++++ 提示テキスト ++++

マタイの福音書26章69-27章5節より
2023年3月19日
<聖書>
ペテロが外の中庭にすわっていると、女中のひとりが来て言った。「あなたも、ガリラヤ人イエスといっしょにいましたね。」しかし、ペテロはみなの前でそれを打ち消して、「何を言っているのか、私にはわからない」と言った。そして、ペテロが入口まで出て行くと、ほかの女中が、彼を見て、そこにいる人々に言った。「この人はナザレ人イエスといっしょでした。」それで、ペテロは、またもそれを打ち消し、誓って、「そんな人は知らない」と言った。しばらくすると、そのあたりに立っている人々がペテロに近寄って来て、「確かに、あなたもあの仲間だ。ことばのなまりではっきりわかる」と言った。すると彼は、「そんな人は知らない」と言って、のろいをかけて誓い始めた。するとすぐに、鶏が鳴いた。そこでペテロは、「鶏が鳴く前に三度、あなたは、わたしを知らないと言います」とイエスの言われたあのことばを思い出した。そうして、彼は出て行って、激しく泣いた。さて、夜が明けると、祭司長、民の長老たち全員は、イエスを死刑にするために協議した。それから、イエスを縛って連れ出し、総督ピラトに引き渡した。そのとき、イエスを売ったユダは、イエスが罪に定められたのを知って後悔し、銀貨三十枚を、祭司長、長老たちに返して、「私は罪を犯した。罪のない人の血を売ったりして」と言った。しかし、彼らは、「私たちの知ったことか。自分で始末することだ」と言った。それで、彼は銀貨を神殿に投げ込んで立ち去った。そして、外に出て行って、首をつった。
(マタイの福音書26章69-27章5節)
<説教>
過越しの祭りが近づく中、イエスを十字架刑にしようとユダヤ宗教議会(サンヘドリン)の裁判が行われます。そんなイエスの受難の時、弟子のペテロはイエスを知らないと否み、イスカリオテのユダは銀貨30枚でイエスを売り渡した罪を後悔して、首を吊り自殺します。
わずか前まではペテロはイエスが死ぬなら一緒に死ぬと言い、またイエスを逮捕しにきた大勢の群衆や兵士に向かって剣で戦おうとしました。勇敢に見えたペテロはイエスの十字架につまづいたのです。
ペテロはイエス出会ったとき、イエスが神であり、自分が罪人であることを告白しました。そしてすべてを捨ててイエスを愛して、彼につき従おうとしました(ルカの福音書5:1-11)。
しかし、十字架の前で彼は自分が握っている弱さを知りました。
イエスは
「だれでもわたしについて来たいと思うなら、自分を捨て、自分の十字架を負い、そしてわたしについて来なさい。(マルコの福音書8:34)」
と言われました。
イエスは十字架により、世から苦しみを受けて捨てられました。イエスに従おうとする者もまた、同じ苦しみを受けるのです。神を知らない世のただ中で生きるキリスト者の苦しみがあるのです。

++++ データセット抜粋 ++++

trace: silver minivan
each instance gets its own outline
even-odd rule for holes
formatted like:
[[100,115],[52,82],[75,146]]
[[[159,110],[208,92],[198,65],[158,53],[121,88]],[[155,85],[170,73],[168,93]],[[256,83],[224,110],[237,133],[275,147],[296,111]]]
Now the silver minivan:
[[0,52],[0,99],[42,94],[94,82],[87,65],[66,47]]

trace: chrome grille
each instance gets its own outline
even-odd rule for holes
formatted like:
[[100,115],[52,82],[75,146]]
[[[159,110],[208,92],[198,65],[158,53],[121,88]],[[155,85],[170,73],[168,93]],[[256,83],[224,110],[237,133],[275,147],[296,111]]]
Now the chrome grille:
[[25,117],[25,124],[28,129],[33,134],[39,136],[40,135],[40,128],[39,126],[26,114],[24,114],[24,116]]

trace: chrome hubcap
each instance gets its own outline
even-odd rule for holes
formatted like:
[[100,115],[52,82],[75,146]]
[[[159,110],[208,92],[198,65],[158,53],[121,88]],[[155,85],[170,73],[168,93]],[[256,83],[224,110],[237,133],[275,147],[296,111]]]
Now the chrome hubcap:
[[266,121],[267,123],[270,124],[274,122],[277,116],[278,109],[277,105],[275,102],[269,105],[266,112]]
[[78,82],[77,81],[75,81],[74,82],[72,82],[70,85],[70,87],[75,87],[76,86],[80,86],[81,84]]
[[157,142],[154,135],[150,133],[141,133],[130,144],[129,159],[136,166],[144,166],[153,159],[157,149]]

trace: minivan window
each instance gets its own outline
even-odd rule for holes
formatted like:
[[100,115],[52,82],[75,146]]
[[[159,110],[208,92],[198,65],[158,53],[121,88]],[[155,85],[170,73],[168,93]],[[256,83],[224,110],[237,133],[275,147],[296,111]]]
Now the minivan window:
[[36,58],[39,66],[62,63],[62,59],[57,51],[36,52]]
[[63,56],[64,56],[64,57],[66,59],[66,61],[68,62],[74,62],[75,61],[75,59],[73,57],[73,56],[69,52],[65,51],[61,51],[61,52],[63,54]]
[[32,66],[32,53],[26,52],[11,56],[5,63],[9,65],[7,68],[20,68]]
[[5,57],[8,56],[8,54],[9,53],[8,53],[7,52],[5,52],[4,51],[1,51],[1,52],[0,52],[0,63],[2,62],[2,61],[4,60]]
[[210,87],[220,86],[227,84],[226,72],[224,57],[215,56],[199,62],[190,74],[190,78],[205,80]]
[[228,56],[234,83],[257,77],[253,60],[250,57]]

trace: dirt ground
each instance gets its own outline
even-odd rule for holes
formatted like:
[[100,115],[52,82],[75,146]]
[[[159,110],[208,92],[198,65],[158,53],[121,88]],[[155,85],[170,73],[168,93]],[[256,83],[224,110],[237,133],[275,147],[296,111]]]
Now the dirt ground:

++++

◆ **課題 A**
レコードの先頭から「[[228,56],[234,83],[257,77],[253,60],[250,57]]」を含む行までを、両端の行も含めて一字一句そのまま繰り返してください。
◆ **課題 B**
ペテロの否認とユダの後悔を扱った説教の続きを、最後に示された文の後から書き進めてください。

◆ **出力 A**
trace: silver minivan
each instance gets its own outline
even-odd rule for holes
formatted like:
[[100,115],[52,82],[75,146]]
[[[159,110],[208,92],[198,65],[158,53],[121,88]],[[155,85],[170,73],[168,93]],[[256,83],[224,110],[237,133],[275,147],[296,111]]]
Now the silver minivan:
[[0,52],[0,99],[42,94],[94,82],[87,65],[66,47]]

trace: chrome grille
each instance gets its own outline
even-odd rule for holes
formatted like:
[[100,115],[52,82],[75,146]]
[[[159,110],[208,92],[198,65],[158,53],[121,88]],[[155,85],[170,73],[168,93]],[[256,83],[224,110],[237,133],[275,147],[296,111]]]
Now the chrome grille:
[[25,117],[25,124],[28,129],[33,134],[39,136],[40,135],[40,128],[39,126],[26,114],[24,114],[24,116]]

trace: chrome hubcap
each instance gets its own outline
even-odd rule for holes
formatted like:
[[100,115],[52,82],[75,146]]
[[[159,110],[208,92],[198,65],[158,53],[121,88]],[[155,85],[170,73],[168,93]],[[256,83],[224,110],[237,133],[275,147],[296,111]]]
Now the chrome hubcap:
[[266,121],[267,123],[270,124],[274,122],[277,116],[278,109],[277,105],[275,102],[269,105],[266,112]]
[[78,82],[77,81],[75,81],[74,82],[72,82],[70,85],[70,87],[75,87],[76,86],[80,86],[81,84]]
[[157,142],[154,135],[150,133],[141,133],[130,144],[129,159],[136,166],[144,166],[153,159],[157,149]]

trace: minivan window
each instance gets its own outline
even-odd rule for holes
formatted like:
[[100,115],[52,82],[75,146]]
[[[159,110],[208,92],[198,65],[158,53],[121,88]],[[155,85],[170,73],[168,93]],[[256,83],[224,110],[237,133],[275,147],[296,111]]]
Now the minivan window:
[[36,58],[39,66],[62,63],[62,59],[57,51],[36,52]]
[[63,56],[64,56],[64,57],[66,59],[66,61],[68,62],[74,62],[75,61],[75,59],[73,57],[73,56],[69,52],[65,51],[61,51],[61,52],[63,54]]
[[32,66],[32,53],[26,52],[11,56],[5,63],[9,65],[7,68],[20,68]]
[[5,57],[8,56],[8,54],[9,53],[8,53],[7,52],[5,52],[4,51],[1,51],[1,52],[0,52],[0,63],[2,62],[2,61],[4,60]]
[[210,87],[220,86],[227,84],[226,72],[224,57],[215,56],[199,62],[190,74],[190,78],[205,80]]
[[228,56],[234,83],[257,77],[253,60],[250,57]]

◆ **出力 B**
すべての人の人生の中にある苦しみ、試練、恐れ、不安ではなく、イエスを信じることによって受ける苦しみです。
ペテロはイエスに従う者が受ける苦しみを拒んだのでした。それは人間には負えない十字架です。しかし、イエスは「わたしについて来たいなら」と言われます。それは強制されてでも、期待されてでもなく、自分の意志によってイエスと一緒に生きようとするまことのイエスの弟子です。そのいばらの道への門は小さく、十字架へと続く道は狭いですが、その道は神の栄光がまぶしく輝いています。日々の生活の中で、みことばに従い、神の力を受けて生きることができます。
神は、そのようなイエスの弟子を受け入れてくださり、まことの神のご計画の中で使命を与え、人生の目的を与えてくださいます。そこにイエスと共に受けるまことの喜び、愛と祝福があります。
ユダは自分の力で人生をつかもうとして罪を犯しました。彼は自分の罪を後悔しましたが、祭司長や長老たちのもとに罪のゆるしを受けようとしました。すべての罪は神の前に犯しているのです。一度犯した罪は決して取り消すことは出来ません。自分で始末することはできないのです。たとえ自殺して命と引き換えにしでも罪の赦しにはならないのです。
罪の赦しはただ一つです。聖い神のイエスの血の代価が払われた十字架にあるのです。いかなる罪もイエスのもとに悔い改めるなら赦され、神との和解が与えられ、新しく生きる者ときよめ、つくり変えられます。
「もし、私たちが自分の罪を言い表すなら、神は真実で正しい方ですから、その罪を赦し、すべての悪から私たちをきよめてくださいます。」
(ヨハネの手紙第一1:8)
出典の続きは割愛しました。